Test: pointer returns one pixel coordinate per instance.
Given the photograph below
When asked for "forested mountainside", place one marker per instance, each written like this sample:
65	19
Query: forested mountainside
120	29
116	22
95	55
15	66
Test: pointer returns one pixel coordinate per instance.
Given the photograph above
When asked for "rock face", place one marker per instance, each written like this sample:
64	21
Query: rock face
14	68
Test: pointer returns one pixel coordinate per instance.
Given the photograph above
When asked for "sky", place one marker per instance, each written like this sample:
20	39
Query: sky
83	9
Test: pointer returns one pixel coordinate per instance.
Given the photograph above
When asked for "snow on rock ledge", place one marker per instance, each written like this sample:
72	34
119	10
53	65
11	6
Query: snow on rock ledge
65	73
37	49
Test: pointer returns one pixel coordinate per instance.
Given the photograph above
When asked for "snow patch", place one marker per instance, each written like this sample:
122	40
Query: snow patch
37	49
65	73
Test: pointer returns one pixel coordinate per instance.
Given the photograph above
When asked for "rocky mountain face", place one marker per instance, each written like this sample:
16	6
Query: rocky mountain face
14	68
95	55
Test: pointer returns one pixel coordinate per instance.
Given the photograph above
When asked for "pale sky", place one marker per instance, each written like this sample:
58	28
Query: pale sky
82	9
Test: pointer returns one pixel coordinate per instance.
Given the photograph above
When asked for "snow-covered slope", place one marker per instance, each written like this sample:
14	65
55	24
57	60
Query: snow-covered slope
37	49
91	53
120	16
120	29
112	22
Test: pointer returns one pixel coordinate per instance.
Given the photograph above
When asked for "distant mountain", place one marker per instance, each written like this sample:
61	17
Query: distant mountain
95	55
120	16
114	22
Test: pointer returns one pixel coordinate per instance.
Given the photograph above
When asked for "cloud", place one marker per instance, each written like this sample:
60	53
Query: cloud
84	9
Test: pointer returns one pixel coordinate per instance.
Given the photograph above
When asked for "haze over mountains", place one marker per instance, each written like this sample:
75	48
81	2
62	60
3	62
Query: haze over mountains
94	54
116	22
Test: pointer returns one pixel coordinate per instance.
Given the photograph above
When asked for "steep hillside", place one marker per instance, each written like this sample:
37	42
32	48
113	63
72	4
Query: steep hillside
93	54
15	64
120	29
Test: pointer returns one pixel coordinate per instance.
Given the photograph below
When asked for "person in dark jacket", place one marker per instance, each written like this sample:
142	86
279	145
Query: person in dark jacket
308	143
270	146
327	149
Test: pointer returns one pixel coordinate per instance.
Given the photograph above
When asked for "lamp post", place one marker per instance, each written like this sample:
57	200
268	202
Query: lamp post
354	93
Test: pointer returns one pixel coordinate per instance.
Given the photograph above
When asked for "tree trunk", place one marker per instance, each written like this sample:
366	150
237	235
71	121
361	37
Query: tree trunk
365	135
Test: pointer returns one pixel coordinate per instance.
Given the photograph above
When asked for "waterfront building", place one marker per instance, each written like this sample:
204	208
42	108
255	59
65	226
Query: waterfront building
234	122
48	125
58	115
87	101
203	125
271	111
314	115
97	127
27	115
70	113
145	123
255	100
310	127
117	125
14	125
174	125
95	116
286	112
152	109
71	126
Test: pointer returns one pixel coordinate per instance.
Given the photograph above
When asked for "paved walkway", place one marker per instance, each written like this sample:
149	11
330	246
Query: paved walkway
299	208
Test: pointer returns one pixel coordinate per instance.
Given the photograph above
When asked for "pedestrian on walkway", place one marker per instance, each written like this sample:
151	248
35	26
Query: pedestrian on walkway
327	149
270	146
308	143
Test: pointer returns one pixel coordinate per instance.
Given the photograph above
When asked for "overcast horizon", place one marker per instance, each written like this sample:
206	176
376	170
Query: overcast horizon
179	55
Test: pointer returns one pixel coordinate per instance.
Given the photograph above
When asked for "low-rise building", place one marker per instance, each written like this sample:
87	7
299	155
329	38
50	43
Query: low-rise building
+===+
■ BRIEF: Print out the whole listing exactly as it appears.

■ TASK RESULT:
Test: pointer returns one pixel coordinate per instance.
Given the photograph below
When asked for "forested mountainside", place one marker per instance, each written like this sample:
65	19
Query: forested mountainside
120	29
116	22
95	55
15	66
Test: pointer returns one pixel coordinate per instance.
Given the photograph above
When asked for "rock face", place one marker per instance, each written like this sample:
64	21
Query: rock face
14	68
Test: pointer returns one pixel coordinate per instance.
Given the photograph above
When asked for "sky", place one marker per instance, each written like this sample:
20	39
Query: sky
83	9
Test: pointer returns one pixel coordinate per instance.
Given the photograph above
When asked for "snow on rock ledge", place one marker per instance, each written like this sample:
72	34
119	10
53	65
11	6
Query: snow on rock ledge
65	73
37	49
Test: pointer returns one pixel coordinate per instance.
Given the photograph above
When asked for "snow patch", place one marker per instance, each written like this sample:
122	40
Query: snow patch
37	49
65	73
Test: pointer returns one pixel coordinate per instance.
Given the photograph above
When asked for "rocky mountain face", place one marker per instance, each written like this sample:
16	6
Query: rocky mountain face
14	68
95	55
Test: pointer returns one pixel coordinate per instance.
Given the photograph above
When asked for "pale sky", place one marker per instance, each written like this sample:
58	28
Query: pale sky
82	9
Test: pointer returns one pixel coordinate per instance.
Given the photograph above
When asked for "snow-covered slope", place one marker per instance, each written like this sample:
14	65
55	24
57	60
Query: snow-covered slope
37	49
91	53
120	16
120	29
112	22
Test: pointer returns one pixel coordinate per instance.
Given the photograph above
When asked for "distant mountain", place one marker per instance, each written like this sample:
61	17
Query: distant mountain
95	55
120	16
114	22
Test: pointer returns one pixel coordinate per instance.
Given the photograph above
When asked for "cloud", place one marker per instance, each written like this sample:
60	53
Query: cloud
84	9
Test: pointer returns one pixel coordinate per instance.
Given the photograph above
When asked for "haze over mountains", place one marker per instance, each written like this sample:
75	48
81	2
62	60
3	62
Query: haze over mountains
94	54
116	22
Test: pointer returns one pixel coordinate per instance.
Given the photograph above
When asked for "steep hillside", place one marker per instance, each written like this sample:
37	42
32	48
113	63
72	4
Query: steep hillside
93	54
15	64
120	29
Test: pointer returns one pixel coordinate per instance.
Given the photograph below
When asked for "person in dark jacket", place one marker per instance, each written like this sample:
142	86
279	145
Query: person in dark jacket
308	143
270	146
327	149
Test: pointer returns one pixel coordinate per instance.
Given the photograph above
When asked for "lamp post", place one marker per instance, each written like this sample:
57	200
268	202
Query: lamp post
354	93
Test: pointer returns one pixel coordinate per instance.
Given the photograph above
When asked for "tree trunk", place one marker per instance, each written like this sample:
366	150
237	235
71	121
361	37
Query: tree trunk
365	135
Test: pointer returns one pixel coordinate per instance.
Given the photograph above
When asked for "waterfront building", place one marker per instance, each written like this sample:
204	208
42	108
255	59
65	226
Query: waterfront building
234	122
48	125
58	115
87	101
203	125
271	111
314	115
97	127
27	115
70	113
145	123
255	100
310	127
117	125
14	125
174	125
95	116
286	112
152	109
71	126
Test: pointer returns one pixel coordinate per instance.
Given the photograph above
When asked for "paved walkway", place one marker per instance, each written like this sample:
149	11
330	246
Query: paved walkway
299	208
Test: pointer returns one pixel coordinate per instance.
Given the photograph above
When asked for "pedestrian on walkway", place one marker per instance, each written like this sample:
151	248
35	26
Query: pedestrian on walkway
327	149
270	146
308	143
Test: pointer returns one pixel coordinate per instance.
Given the photograph above
When asked for "overcast horizon", place one marker per instance, each written like this sample:
206	176
376	170
Query: overcast horizon
179	55
Test: pointer returns one pixel coordinate per instance.
Given the photograph above
When asked for "low-rise building", place one marker per instance, each written like this sample:
87	7
299	155
329	38
50	43
Query: low-rise building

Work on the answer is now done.